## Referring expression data
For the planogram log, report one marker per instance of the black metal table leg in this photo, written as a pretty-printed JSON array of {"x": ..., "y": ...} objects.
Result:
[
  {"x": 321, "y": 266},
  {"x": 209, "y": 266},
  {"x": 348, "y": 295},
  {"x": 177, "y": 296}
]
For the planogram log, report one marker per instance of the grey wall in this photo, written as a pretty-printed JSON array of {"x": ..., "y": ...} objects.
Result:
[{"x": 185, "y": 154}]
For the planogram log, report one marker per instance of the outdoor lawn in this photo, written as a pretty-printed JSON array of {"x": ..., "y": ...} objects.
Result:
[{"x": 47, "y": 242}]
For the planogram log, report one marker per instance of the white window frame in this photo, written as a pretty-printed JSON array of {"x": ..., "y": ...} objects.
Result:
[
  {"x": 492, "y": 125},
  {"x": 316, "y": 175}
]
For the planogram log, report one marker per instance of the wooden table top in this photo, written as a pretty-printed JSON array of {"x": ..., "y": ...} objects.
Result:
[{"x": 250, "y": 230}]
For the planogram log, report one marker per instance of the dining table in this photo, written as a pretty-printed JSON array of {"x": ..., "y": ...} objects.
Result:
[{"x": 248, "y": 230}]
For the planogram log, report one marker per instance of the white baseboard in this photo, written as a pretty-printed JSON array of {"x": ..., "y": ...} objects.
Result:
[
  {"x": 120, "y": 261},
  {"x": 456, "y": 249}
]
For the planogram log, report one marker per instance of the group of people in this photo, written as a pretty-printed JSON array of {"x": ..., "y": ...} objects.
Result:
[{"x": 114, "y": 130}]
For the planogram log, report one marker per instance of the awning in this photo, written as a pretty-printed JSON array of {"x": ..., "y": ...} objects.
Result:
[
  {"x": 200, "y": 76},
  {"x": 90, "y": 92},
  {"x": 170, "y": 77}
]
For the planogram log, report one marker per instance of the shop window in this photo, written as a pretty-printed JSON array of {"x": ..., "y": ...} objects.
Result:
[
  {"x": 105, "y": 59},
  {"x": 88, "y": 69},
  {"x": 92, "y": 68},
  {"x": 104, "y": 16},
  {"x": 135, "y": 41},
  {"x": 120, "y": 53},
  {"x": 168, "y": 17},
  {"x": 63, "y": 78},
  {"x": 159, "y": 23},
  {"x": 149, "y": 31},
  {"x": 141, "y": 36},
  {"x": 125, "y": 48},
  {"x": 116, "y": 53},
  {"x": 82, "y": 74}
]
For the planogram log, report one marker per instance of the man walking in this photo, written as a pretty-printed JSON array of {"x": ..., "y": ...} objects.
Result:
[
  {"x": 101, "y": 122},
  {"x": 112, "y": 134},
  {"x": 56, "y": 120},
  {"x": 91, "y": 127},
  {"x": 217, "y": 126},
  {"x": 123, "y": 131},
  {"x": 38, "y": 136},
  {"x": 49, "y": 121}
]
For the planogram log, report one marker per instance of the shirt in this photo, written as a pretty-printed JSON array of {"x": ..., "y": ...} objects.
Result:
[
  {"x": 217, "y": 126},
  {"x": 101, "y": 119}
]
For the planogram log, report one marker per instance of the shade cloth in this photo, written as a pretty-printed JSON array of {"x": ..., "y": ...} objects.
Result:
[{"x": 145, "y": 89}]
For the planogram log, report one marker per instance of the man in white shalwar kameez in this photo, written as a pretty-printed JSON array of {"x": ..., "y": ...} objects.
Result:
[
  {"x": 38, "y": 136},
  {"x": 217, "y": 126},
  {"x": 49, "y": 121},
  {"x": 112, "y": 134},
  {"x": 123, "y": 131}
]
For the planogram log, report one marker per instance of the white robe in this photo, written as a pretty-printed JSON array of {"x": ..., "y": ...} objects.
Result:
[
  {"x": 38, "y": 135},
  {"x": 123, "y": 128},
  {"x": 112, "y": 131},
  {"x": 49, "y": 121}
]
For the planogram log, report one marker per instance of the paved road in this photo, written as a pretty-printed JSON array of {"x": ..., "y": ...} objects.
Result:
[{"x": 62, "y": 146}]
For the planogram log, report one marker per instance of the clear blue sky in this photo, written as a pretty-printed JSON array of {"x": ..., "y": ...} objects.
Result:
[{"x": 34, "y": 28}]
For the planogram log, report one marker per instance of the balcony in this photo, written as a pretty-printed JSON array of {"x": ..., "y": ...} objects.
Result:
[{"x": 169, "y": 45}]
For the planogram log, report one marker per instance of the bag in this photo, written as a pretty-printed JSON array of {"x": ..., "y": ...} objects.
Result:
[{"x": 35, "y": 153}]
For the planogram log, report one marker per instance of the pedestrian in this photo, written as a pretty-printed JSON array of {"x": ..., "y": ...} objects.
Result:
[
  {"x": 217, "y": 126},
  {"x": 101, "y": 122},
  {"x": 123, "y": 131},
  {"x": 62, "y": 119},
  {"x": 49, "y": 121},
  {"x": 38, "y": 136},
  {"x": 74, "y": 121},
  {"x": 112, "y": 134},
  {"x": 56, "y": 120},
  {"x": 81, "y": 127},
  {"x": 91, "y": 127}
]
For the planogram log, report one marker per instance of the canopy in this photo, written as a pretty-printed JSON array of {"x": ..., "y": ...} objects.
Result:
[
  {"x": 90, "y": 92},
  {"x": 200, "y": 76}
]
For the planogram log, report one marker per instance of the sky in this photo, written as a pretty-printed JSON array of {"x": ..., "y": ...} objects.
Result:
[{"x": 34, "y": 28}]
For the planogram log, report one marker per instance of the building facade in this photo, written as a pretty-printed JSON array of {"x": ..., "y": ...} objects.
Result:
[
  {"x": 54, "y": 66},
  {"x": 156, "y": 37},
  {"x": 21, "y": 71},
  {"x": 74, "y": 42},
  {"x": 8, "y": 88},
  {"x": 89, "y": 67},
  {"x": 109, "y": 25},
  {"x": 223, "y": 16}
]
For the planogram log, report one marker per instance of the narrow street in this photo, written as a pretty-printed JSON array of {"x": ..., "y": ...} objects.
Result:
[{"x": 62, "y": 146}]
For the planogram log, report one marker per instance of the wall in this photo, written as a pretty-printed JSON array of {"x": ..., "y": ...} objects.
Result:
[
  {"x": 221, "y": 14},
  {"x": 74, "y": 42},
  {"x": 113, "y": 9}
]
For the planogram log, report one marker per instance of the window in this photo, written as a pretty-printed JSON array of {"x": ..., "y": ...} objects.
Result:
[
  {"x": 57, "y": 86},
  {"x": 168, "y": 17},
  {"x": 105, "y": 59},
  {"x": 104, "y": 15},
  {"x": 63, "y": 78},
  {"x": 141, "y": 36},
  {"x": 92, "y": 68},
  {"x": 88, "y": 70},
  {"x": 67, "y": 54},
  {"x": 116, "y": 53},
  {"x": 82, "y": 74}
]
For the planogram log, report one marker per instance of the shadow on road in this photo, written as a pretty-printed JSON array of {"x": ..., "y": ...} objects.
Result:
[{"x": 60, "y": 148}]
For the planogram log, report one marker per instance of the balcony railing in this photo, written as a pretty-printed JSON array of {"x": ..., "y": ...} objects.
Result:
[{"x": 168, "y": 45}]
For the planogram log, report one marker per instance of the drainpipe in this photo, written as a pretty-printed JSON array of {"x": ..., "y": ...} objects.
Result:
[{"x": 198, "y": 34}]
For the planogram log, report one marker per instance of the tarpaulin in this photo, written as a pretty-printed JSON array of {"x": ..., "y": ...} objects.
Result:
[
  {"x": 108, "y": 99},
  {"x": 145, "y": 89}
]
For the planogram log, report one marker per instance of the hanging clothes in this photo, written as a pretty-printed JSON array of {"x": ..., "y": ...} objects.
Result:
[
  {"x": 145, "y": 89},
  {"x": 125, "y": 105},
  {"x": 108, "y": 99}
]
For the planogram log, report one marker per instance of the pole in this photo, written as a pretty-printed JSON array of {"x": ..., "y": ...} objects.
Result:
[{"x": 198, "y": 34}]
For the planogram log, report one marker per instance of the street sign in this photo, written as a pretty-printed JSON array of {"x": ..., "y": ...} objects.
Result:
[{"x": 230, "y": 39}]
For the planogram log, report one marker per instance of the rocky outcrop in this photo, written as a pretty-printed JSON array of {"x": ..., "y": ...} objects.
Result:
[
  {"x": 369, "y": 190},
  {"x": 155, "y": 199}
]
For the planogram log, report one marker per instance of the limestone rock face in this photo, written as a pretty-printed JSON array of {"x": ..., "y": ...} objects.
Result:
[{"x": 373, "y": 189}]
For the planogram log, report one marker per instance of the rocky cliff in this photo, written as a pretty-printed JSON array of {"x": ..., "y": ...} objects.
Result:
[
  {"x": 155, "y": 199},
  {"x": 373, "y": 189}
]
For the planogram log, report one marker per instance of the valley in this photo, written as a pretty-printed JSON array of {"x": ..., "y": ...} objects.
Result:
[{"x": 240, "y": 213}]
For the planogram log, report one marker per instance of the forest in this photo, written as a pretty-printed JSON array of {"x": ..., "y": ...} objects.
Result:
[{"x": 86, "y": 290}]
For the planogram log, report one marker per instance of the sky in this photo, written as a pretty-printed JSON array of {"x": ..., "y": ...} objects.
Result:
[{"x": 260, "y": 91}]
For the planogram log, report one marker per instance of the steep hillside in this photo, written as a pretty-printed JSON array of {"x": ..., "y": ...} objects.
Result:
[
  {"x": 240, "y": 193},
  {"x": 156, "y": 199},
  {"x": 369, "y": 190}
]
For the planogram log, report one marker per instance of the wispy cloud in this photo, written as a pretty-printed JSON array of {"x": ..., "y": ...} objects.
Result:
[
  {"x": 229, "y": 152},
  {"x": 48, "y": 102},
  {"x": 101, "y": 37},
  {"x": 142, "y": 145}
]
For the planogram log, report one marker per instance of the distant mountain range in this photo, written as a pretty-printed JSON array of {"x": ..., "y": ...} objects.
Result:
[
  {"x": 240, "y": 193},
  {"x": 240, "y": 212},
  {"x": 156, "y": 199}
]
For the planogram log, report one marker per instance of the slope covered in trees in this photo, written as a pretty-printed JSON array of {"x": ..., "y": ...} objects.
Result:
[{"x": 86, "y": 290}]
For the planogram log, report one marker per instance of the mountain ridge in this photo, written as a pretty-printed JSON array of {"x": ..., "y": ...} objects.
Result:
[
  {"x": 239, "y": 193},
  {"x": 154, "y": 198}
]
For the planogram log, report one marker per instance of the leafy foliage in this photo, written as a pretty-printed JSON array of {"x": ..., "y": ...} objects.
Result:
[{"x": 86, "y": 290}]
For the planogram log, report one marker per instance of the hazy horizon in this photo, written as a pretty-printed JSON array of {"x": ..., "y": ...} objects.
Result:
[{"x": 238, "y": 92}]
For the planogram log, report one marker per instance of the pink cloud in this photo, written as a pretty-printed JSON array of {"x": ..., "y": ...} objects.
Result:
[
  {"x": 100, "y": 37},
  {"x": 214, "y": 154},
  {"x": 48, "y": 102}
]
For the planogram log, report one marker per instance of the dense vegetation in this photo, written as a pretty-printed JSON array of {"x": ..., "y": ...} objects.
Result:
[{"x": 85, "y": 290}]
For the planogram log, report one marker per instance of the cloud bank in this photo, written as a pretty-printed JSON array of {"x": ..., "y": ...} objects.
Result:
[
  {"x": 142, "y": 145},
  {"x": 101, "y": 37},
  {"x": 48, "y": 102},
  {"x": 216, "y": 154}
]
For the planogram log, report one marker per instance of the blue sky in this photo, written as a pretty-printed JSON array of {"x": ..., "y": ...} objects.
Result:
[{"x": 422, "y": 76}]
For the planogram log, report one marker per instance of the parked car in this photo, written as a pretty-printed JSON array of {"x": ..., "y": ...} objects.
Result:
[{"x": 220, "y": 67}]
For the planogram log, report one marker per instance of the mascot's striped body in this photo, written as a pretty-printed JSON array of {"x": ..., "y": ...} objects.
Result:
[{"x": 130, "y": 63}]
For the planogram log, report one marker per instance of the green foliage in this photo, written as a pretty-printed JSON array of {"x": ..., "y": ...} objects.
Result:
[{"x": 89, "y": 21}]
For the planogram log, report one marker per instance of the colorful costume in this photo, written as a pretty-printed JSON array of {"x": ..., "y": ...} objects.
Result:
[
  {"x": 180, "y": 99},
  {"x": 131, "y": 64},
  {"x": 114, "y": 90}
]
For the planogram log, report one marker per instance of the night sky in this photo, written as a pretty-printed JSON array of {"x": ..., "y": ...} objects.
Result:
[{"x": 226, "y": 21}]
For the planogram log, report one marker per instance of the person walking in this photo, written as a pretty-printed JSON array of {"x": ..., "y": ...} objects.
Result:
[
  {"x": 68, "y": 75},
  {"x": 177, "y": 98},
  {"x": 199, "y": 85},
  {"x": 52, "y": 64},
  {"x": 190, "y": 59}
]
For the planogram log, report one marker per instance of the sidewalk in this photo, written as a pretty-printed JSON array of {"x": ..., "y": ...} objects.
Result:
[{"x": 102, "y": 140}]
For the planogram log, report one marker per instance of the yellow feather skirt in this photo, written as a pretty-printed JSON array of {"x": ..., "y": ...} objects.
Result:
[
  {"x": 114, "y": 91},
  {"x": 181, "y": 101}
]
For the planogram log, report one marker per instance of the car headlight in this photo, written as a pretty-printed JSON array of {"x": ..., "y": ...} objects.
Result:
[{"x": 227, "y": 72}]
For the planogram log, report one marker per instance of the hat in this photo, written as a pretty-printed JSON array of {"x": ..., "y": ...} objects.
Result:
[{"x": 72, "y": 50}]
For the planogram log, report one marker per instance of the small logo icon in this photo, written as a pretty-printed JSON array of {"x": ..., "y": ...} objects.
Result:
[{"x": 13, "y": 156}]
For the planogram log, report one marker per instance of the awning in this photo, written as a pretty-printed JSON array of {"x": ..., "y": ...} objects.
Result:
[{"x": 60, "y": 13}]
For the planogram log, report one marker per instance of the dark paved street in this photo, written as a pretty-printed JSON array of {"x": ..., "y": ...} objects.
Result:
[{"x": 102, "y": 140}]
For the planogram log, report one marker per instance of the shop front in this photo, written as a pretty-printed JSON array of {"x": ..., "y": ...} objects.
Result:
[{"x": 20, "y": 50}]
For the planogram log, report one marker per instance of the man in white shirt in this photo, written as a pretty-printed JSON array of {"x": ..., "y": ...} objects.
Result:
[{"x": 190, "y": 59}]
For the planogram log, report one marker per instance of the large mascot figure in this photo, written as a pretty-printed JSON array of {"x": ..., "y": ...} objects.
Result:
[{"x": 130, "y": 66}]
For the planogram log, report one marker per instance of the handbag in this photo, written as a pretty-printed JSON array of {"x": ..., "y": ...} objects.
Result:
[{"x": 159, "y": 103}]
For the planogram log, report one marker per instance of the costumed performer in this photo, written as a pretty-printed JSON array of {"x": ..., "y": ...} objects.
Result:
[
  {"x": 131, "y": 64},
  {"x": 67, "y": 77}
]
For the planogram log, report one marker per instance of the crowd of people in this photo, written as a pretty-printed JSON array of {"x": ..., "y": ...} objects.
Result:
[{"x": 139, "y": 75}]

## What is expected
Please copy each line of the records above that holds the word "road".

## Exercise result
For the planogram log, report one marker per instance of the paved road in this photo, written as a pretty-printed JSON array of {"x": ..., "y": ...} objects.
For the planogram log, report one marker per instance of the shadow on road in this photo, written as a pretty-printed JSON array of {"x": ..., "y": ...} objects.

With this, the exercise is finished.